HigherDOSE, 11 Howard Street
HigherDOSE combines nature-inspired technologies to produce feel-good chemicals, like dopamine, oxytocin, serotonin, and endorphins. Conceptualized in 2016 as a “sauna experience like no other,” the brand has evolved and expanded to now offer both a line of popular products and in-person experiences at the 11 Howard Hotel. Centered on the power of infrared therapy, sessions are offered in 30- or 60-minute sessions. Also available are lymphatic drainage massages and facials. For those looking for a dose outside of Soho, the brand offers a line of private-label goods, including sauna blankets that retail for upwards of $600. Katie Kaps and Lauren Berlingeri, founders of the brand, have not released any information regarding fundraising. Recently, HigherDOSE shuttered its second location in Williamsburg. Their focus is on continuing to build the brand’s own wellness tools and championing female biohacking.
Chillhouse, 75 Varick St
Chillhouse founder Cyndi Ramirez opened the first location in New York City in 2017 with the goal of “modernizing the spa industry.” Five years later, Chillhouse has expanded into a line of products and an essential stop for Downtown Manhattan’s manicure inclined. The space focuses more on relaxation than spiritual practice, but the wellness effect is still there. Saunas, facials, nail services, and massages are all on the menu, as well as a bustling cafe for everyone, including the wellness curious. Private investments and loyal fans power Chillhouse’s steady expansion, including a new location that opened in Paris in spring 2022.

§ Recorded data
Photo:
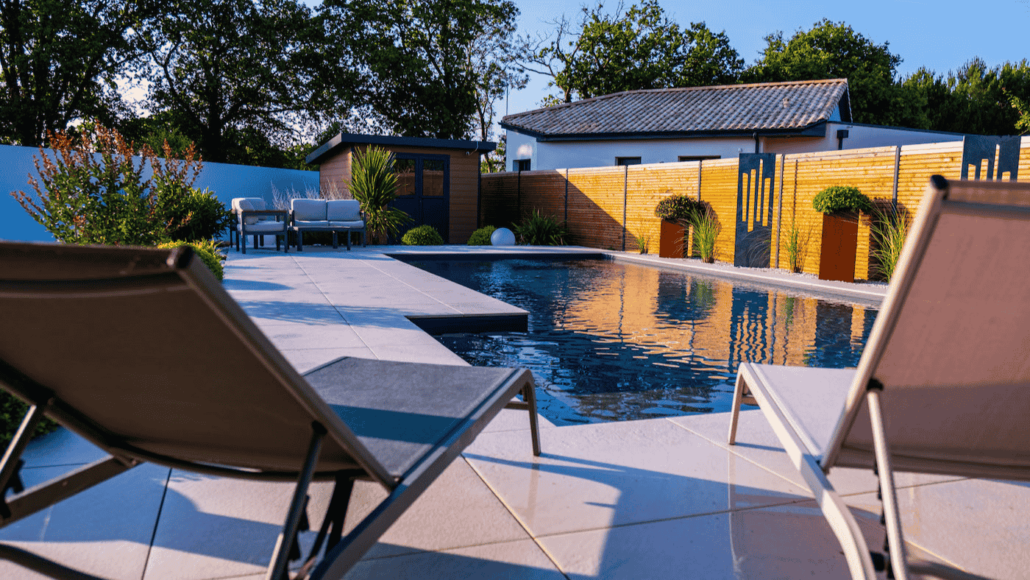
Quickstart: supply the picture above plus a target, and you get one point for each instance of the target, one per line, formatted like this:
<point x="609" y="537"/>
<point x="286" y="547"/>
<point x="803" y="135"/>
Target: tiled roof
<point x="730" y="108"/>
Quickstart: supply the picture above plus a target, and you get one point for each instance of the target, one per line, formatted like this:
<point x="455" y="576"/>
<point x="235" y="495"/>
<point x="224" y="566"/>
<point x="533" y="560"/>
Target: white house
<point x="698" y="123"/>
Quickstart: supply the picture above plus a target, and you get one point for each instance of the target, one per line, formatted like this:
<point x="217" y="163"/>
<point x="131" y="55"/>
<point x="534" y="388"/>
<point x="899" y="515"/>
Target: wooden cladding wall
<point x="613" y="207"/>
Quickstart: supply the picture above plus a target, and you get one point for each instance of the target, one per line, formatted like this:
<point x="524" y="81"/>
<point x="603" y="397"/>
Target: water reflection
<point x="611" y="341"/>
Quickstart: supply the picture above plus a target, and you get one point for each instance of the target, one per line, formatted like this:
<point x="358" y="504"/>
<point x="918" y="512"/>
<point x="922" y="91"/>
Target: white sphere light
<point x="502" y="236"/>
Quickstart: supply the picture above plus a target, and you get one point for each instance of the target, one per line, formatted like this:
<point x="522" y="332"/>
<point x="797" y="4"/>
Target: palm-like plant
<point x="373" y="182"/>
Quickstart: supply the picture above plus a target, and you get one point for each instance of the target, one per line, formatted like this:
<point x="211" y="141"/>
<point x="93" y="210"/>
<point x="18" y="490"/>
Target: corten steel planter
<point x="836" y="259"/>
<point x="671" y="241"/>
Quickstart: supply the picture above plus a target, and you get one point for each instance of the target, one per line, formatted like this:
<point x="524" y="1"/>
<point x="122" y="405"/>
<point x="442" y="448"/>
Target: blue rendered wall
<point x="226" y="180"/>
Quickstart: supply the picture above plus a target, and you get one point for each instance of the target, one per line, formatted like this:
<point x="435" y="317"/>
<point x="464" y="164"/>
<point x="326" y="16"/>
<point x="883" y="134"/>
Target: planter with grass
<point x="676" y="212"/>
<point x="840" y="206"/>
* * *
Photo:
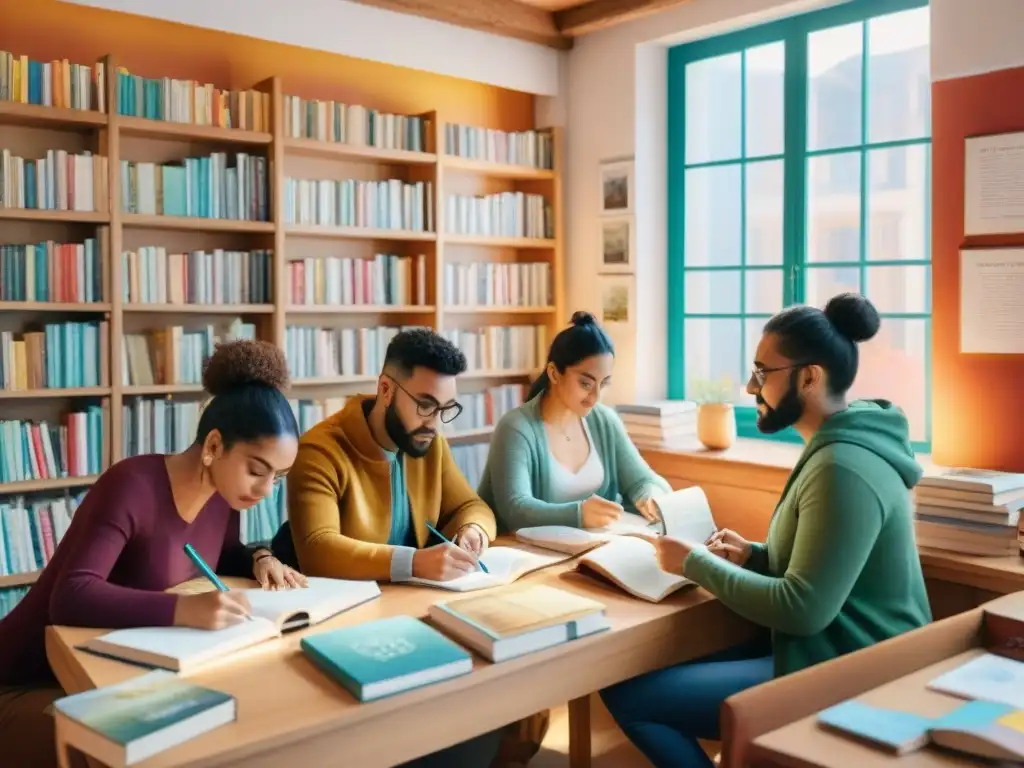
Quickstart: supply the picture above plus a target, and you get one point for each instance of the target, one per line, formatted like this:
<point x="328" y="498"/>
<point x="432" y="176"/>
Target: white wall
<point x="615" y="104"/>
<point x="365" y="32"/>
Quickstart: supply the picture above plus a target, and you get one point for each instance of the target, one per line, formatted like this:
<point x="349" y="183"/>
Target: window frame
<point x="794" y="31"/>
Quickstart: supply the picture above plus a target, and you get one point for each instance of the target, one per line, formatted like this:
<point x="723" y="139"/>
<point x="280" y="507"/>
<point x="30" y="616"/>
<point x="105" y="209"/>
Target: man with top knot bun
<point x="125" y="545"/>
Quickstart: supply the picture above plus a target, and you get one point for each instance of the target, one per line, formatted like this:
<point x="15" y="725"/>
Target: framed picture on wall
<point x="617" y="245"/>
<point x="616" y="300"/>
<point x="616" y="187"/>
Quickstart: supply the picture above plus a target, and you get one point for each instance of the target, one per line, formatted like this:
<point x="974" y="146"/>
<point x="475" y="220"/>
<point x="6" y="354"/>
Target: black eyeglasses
--
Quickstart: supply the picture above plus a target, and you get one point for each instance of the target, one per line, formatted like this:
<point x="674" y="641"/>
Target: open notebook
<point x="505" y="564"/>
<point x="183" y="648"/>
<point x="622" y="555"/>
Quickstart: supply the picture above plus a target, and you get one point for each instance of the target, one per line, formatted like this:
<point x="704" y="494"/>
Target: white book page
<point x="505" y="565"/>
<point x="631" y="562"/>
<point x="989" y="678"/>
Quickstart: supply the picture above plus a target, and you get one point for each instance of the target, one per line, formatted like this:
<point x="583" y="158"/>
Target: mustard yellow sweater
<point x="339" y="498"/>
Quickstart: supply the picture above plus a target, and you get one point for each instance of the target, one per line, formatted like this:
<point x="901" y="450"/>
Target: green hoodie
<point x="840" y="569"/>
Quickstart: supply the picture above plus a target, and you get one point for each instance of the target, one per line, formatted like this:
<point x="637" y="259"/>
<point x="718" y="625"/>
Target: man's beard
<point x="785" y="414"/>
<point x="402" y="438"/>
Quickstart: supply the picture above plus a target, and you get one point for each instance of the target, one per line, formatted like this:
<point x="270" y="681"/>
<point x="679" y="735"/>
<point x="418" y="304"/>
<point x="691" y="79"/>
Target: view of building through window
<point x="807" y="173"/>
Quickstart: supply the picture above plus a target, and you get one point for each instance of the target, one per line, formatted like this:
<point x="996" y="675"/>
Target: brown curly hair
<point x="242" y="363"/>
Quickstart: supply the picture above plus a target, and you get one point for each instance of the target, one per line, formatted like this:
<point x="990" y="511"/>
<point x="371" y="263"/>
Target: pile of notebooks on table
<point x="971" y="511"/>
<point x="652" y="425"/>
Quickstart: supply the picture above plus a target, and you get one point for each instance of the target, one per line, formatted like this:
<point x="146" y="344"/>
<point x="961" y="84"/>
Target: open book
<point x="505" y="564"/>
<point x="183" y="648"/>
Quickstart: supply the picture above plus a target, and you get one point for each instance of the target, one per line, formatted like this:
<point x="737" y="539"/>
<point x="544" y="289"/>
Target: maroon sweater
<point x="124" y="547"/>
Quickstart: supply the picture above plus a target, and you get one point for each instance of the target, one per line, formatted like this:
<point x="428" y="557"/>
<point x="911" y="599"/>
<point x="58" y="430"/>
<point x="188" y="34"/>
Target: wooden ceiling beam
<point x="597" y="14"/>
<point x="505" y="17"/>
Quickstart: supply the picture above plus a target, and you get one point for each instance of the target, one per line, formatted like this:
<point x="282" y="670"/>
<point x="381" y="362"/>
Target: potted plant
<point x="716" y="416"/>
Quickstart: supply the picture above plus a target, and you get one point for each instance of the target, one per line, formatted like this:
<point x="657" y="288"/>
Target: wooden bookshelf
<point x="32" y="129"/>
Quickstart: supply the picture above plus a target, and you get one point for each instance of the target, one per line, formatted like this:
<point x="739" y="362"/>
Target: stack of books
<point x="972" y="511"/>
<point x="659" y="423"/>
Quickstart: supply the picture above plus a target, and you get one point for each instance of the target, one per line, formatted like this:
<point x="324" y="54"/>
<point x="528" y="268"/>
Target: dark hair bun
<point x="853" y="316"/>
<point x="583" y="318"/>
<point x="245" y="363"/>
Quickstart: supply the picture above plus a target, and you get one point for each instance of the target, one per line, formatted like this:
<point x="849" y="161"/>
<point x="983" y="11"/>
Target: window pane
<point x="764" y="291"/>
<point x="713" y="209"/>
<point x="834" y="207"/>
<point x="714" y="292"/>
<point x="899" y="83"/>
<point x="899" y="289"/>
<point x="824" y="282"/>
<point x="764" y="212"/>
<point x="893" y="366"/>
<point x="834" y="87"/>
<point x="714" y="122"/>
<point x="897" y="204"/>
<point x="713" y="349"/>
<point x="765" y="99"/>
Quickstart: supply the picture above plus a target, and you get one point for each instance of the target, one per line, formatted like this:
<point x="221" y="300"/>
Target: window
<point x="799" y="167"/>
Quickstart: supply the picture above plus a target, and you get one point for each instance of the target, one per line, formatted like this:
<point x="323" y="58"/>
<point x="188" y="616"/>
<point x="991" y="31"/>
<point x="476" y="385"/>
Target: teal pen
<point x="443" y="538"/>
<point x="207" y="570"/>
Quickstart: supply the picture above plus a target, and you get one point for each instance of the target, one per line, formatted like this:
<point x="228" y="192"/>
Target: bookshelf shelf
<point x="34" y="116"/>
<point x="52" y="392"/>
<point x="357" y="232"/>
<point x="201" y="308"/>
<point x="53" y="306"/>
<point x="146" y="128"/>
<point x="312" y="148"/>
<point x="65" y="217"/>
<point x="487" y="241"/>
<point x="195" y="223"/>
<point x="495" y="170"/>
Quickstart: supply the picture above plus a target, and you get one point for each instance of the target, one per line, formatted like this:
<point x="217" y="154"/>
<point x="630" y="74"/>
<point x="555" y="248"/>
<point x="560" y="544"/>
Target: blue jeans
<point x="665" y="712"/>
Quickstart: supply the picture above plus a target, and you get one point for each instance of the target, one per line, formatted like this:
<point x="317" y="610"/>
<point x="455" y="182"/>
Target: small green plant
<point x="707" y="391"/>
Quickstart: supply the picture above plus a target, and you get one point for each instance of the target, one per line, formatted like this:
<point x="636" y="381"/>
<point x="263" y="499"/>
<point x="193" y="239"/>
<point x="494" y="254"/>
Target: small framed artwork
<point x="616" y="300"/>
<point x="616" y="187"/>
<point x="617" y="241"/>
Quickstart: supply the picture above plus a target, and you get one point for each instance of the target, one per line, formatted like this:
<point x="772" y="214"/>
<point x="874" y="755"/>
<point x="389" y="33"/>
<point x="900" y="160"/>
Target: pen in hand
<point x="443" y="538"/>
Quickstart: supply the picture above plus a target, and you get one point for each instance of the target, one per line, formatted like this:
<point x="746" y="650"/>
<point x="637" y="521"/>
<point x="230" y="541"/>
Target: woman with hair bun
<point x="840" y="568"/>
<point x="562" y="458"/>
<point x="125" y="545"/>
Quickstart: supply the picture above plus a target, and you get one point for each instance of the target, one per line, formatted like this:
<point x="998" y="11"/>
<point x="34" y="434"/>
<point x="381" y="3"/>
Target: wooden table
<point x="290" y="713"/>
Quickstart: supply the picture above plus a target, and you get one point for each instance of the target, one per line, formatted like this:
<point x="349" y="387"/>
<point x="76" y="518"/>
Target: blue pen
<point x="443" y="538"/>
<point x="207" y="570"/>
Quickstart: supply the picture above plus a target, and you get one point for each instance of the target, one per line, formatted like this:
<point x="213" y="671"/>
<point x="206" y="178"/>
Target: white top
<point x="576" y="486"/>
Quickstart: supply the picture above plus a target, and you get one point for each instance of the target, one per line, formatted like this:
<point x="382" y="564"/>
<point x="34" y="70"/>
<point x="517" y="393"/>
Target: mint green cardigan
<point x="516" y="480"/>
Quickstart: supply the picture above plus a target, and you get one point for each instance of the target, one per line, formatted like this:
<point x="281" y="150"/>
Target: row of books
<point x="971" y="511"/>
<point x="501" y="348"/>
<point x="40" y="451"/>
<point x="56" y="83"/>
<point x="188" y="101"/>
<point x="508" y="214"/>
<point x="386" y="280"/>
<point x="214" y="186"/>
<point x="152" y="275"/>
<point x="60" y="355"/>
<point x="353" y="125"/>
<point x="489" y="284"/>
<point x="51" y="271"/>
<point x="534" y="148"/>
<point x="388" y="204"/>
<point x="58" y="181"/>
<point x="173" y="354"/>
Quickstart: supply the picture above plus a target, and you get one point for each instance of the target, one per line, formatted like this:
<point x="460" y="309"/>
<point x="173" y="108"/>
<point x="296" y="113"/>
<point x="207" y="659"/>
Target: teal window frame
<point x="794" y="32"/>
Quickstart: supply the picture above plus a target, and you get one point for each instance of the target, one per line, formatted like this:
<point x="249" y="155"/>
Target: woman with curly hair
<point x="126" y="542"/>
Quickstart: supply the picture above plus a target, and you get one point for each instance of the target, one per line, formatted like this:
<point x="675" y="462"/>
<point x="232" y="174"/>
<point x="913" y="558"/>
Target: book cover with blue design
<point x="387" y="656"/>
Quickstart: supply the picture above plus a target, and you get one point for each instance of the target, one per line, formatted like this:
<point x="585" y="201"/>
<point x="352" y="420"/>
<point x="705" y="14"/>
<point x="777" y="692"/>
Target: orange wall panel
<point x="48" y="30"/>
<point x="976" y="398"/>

§ Work instructions
1. In the text on New York wellness spaces, in which city did Chillhouse open a new location in spring 2022?
2. Write the next part of the text on New York wellness spaces, picking up after its final sentence about Chillhouse.

§ Answers to the tasks
1. Paris

2.
WTHN, 20 W 22nd Street
Ancient healing meets modern wellness at WTHN. Inspired by the concept that “holistic medicine is preventative medicine,” the space functions as a gathering place for practices such as acupuncture and goods such as supplements based on concerns like stress, detox, and digestion. Less of a watering hole and more of an outpost, WTHN is home to licensed NYC acupuncturists with a specialty in Chinese medicine. With two locations in New York City, the brand is proof positive of wellness’s staying power and popularity. Founded in 2017 by Michelle Larivee and Dr. Shari Auth, the brand raised $4.7 million in seed funding.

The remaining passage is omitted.